Problem to solve: Your response should be the lines from the one holding "query: teacup" to the last line of the data below, copied exactly and with no additions.

Data for this task:
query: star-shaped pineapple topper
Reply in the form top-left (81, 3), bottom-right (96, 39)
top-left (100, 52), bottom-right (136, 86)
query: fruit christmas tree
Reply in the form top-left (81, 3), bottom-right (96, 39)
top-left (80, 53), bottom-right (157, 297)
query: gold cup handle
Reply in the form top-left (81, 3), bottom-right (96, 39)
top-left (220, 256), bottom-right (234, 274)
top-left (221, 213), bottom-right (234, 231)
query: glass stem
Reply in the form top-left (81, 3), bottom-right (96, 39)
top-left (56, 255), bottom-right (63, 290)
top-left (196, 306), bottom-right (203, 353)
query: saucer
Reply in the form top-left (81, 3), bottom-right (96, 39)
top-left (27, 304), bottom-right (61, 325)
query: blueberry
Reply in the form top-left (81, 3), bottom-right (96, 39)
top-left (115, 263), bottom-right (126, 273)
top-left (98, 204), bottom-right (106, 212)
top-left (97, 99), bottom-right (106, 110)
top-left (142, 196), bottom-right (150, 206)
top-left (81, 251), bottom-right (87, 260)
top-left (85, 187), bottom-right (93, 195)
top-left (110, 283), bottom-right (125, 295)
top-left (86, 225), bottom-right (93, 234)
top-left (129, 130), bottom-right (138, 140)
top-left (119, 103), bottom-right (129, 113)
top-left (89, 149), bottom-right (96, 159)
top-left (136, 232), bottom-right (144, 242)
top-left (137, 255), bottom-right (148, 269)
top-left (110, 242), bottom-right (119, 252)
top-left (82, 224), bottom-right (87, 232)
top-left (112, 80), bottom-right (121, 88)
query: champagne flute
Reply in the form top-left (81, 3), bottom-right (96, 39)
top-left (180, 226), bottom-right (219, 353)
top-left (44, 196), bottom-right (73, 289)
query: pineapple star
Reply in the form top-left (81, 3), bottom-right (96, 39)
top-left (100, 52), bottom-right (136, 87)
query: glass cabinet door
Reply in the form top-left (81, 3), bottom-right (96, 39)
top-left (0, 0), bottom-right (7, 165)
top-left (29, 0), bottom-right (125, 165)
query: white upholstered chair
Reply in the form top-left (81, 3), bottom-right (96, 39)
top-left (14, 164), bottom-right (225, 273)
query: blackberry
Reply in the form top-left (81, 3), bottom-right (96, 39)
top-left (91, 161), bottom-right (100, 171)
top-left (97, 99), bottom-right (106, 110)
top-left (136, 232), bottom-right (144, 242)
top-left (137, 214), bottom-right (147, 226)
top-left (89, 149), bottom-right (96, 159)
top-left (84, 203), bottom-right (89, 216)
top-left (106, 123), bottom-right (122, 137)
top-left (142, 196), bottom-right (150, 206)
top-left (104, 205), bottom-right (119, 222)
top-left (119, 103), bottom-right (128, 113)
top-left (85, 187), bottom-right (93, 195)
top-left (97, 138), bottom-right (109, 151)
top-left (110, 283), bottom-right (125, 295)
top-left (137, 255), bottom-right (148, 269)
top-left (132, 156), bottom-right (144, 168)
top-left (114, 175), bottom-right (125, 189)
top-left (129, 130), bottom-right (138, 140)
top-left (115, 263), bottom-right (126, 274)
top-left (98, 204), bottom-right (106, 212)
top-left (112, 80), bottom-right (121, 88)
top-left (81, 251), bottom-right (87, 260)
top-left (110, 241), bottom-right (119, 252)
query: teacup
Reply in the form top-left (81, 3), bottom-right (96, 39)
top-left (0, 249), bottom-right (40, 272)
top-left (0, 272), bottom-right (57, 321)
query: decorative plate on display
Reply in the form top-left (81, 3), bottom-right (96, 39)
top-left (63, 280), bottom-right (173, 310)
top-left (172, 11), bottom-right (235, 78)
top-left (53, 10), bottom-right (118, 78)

Solution for this exercise:
query: teacup
Reply in the form top-left (81, 3), bottom-right (96, 39)
top-left (0, 249), bottom-right (40, 272)
top-left (0, 272), bottom-right (57, 321)
query: decorative plate on display
Reply in the form top-left (81, 3), bottom-right (96, 39)
top-left (63, 280), bottom-right (173, 310)
top-left (172, 11), bottom-right (235, 78)
top-left (53, 10), bottom-right (118, 78)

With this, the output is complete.